Challenge: Recast the records below as a Markdown table with the columns Row and Line. Give each non-blank line its own row, numbered in order.
=== Input rows ===
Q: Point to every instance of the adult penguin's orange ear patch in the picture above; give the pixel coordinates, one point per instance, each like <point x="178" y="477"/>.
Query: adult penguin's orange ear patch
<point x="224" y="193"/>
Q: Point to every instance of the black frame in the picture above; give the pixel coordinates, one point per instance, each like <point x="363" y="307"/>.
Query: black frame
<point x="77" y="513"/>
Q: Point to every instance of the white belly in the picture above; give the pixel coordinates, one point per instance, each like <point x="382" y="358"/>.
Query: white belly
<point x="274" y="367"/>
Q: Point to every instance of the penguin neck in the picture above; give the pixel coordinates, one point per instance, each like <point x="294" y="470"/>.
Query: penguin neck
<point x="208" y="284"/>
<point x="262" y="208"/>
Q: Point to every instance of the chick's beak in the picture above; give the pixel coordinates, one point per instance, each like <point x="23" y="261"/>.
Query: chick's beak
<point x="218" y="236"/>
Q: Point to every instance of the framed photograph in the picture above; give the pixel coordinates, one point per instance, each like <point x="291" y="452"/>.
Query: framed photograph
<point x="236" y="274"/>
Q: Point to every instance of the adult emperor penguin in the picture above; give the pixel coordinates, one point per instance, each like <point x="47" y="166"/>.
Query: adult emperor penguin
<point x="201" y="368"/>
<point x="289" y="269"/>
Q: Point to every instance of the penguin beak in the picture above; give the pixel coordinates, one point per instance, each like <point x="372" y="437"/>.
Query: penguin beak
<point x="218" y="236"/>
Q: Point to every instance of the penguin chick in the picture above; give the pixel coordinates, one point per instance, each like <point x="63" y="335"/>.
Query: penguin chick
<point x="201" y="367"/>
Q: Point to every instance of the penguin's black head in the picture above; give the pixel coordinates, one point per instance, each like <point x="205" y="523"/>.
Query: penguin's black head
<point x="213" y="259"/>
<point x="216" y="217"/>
===
Solution:
| Row | Line |
|---|---|
| 1 | Q: Point to every instance of the adult penguin's orange ear patch in the picture above; give the pixel coordinates, one point per instance, each like <point x="178" y="477"/>. |
| 2 | Query: adult penguin's orange ear patch |
| 3 | <point x="224" y="193"/> |
| 4 | Q: Point to every instance of the black frame in the picture above; give the pixel coordinates, one point per instance, each like <point x="363" y="307"/>. |
| 5 | Query: black frame |
| 6 | <point x="77" y="513"/> |
| 7 | Q: Point to every instance of the white belly in the picture above; give the pixel coordinates, one point per instance, each like <point x="382" y="358"/>. |
| 8 | Query: white belly |
| 9 | <point x="274" y="367"/> |
| 10 | Q: Point to every instance of the penguin neck in the picture above; give the pixel coordinates, one point per instance, each like <point x="294" y="470"/>. |
| 11 | Query: penguin neck |
| 12 | <point x="208" y="284"/> |
| 13 | <point x="262" y="208"/> |
| 14 | Q: Point to every instance of the chick's beak in the picture above; give the pixel coordinates, one point per instance, each like <point x="23" y="261"/>. |
| 15 | Query: chick's beak |
| 16 | <point x="218" y="236"/> |
| 17 | Q: Point to every instance of the framed photograph in the picture above; give the pixel coordinates, one point per instance, each like <point x="291" y="452"/>. |
| 18 | Query: framed photograph |
| 19 | <point x="236" y="274"/> |
| 20 | Q: Point to every instance of the adult emperor penguin in the picture above; give the pixel coordinates, one point per instance, each like <point x="47" y="166"/>. |
| 21 | Query: adult emperor penguin |
| 22 | <point x="201" y="368"/> |
| 23 | <point x="289" y="269"/> |
| 24 | Q: Point to every instance of the penguin beak in the picture above; give the pixel coordinates, one point per instance, each like <point x="372" y="437"/>. |
| 25 | Query: penguin beak |
| 26 | <point x="218" y="236"/> |
| 27 | Q: Point to every instance of the penguin chick in the picture above; give the pixel coordinates, one point per instance, each like <point x="63" y="335"/>. |
| 28 | Query: penguin chick |
| 29 | <point x="201" y="367"/> |
| 30 | Q: Point to every instance of the penguin's black head in the picture above; give the pixel coordinates, one point per instance, each like <point x="205" y="523"/>. |
| 31 | Query: penguin's black head |
| 32 | <point x="213" y="259"/> |
| 33 | <point x="216" y="217"/> |